§ **Problem requirements**: Print the data exactly as it is given, please.

§ **The data**:
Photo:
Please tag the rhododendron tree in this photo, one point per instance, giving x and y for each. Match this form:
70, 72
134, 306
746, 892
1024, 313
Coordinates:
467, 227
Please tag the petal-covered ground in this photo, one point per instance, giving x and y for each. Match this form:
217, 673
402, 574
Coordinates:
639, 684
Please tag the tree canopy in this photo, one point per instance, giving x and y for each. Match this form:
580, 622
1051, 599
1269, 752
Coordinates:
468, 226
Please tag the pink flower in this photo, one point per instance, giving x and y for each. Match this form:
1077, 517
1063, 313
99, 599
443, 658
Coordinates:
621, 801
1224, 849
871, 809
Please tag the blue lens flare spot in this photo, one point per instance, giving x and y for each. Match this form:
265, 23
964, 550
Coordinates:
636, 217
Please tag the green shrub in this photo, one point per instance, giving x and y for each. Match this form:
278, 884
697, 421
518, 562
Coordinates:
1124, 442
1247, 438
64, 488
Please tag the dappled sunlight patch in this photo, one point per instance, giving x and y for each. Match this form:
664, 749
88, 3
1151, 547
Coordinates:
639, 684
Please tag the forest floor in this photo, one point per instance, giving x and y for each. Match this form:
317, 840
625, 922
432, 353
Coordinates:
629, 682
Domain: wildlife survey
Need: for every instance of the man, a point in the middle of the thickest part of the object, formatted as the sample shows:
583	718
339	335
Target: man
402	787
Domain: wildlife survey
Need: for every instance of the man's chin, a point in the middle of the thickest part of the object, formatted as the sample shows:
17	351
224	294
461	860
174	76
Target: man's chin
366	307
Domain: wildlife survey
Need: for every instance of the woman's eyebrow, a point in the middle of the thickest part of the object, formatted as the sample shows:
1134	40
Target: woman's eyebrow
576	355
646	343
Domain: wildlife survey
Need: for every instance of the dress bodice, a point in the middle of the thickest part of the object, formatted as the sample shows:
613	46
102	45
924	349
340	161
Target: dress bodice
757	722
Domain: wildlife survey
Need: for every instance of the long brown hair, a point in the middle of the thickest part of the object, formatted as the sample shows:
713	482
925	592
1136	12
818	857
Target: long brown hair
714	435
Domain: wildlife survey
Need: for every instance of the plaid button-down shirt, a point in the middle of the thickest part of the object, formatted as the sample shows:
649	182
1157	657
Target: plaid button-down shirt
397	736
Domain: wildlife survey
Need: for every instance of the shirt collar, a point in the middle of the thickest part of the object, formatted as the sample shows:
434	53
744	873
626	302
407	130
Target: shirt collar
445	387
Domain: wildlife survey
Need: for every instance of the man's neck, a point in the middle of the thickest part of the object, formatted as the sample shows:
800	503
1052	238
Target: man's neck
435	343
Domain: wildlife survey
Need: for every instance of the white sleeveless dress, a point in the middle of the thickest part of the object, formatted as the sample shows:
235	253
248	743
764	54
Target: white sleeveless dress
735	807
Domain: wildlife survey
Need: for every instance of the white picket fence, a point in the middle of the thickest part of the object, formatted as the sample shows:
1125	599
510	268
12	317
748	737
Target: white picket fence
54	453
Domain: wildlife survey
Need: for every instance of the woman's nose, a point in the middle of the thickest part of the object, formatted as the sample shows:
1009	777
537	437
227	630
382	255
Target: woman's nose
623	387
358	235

§ **The output**:
Photo:
Please tag the rhododendron tree in this photo, one point per instance, giving x and y for each. Match this form:
70, 72
134, 306
746, 892
1024, 313
Coordinates:
467, 227
Please tag the petal-covered ground in this photo, one point per instance, giving x and y for each. Match this form:
217, 673
402, 574
Coordinates:
639, 684
Please tag the tree canopy in this photo, one point per instance, giving x and y for each. Match this form:
580, 622
1051, 599
1269, 752
Coordinates:
468, 226
Please tag the pink flower in this photo, one point per instance, giving x and y for each. Match this form:
1077, 517
1063, 313
99, 599
443, 658
Coordinates:
621, 801
1224, 849
871, 809
Please tag the blue lens flare spot in this photo, one point per instance, giving x and y for each. Match this form:
265, 23
964, 550
Coordinates:
636, 217
Please tag the green shrub in this photo, one point per instance, giving x and y for each. Match this form:
278, 884
697, 421
518, 562
Coordinates:
1124, 442
1247, 438
64, 488
Please tag the dappled sunlight patch in this photo, one point per instance, giving x and y for each. Match this form:
664, 749
88, 3
1151, 547
Coordinates:
639, 684
Please tag the forest floor in this photo, one point per instance, giving x and y for each. Match this form:
317, 840
625, 922
432, 353
Coordinates:
629, 682
Domain: wildlife survey
Need: for every instance of the man, a point in the middle of the thickest part of the object, formatted as the sample shows:
583	718
339	335
Target: man
402	787
Domain: wildlife survey
Need: for every instance of the man's chin, a point in the middle of the thickest part of the object, formatted as the sample shows:
17	351
224	294
461	860
174	76
Target: man's chin
366	307
Domain: wildlife survey
Need: for every instance of the woman's eyebrow, a point in the middle of the thickest part of the object, formatted as the sample shows:
1134	40
Target: woman's eyebrow
576	355
646	343
Domain: wildlife survey
Need: for every instance of the dress bodice, a point in the middle of the thickest part of the object, formatted as the sample shows:
613	46
102	45
924	349
340	161
Target: dress bodice
757	722
Domain: wildlife survey
Need: for every instance of the long brown hair, a point in the middle of the thickest part of the object, formatted as the sample shows:
713	482
925	592
1136	12
818	857
Target: long brown hair
714	435
Domain: wildlife survey
Need: for every instance of the plaid button-down shirt, a point in the middle of the thickest part of the object, formatted as the sample shows:
649	182
1157	657
Target: plaid button-down shirt
397	736
Domain: wildlife survey
Need: for every instance of the shirt collar, a point in the middle of the thickest part of the object, formatted as the sample shows:
434	53
744	873
626	302
407	130
Target: shirt collar
445	387
Domain: wildlife survey
Need: for every instance of the man's neck, a point in the middle of the thickest part of the object, formatted as the sample shows:
800	503
1052	238
Target: man's neck
435	343
Domain: wildlife survey
Need: for every instance of the white sleeveless dress, a point in the middle of the thickest part of the object, formatted as the sample shows:
235	253
248	743
764	54
Target: white sleeveless dress
735	807
Domain: wildlife survey
Need: for every instance of the white picket fence, a point in the middle of the thickest part of the object, formatted as the sample shows:
1125	599
510	268
12	317
748	737
Target: white picket fence
54	453
Domain: wildlife survey
Need: for every instance of the woman's nose, a point in the middle of the thickest part of the object, formatted as the sample shows:
1009	777
537	437
227	630
382	255
Target: woman's nose
623	387
358	235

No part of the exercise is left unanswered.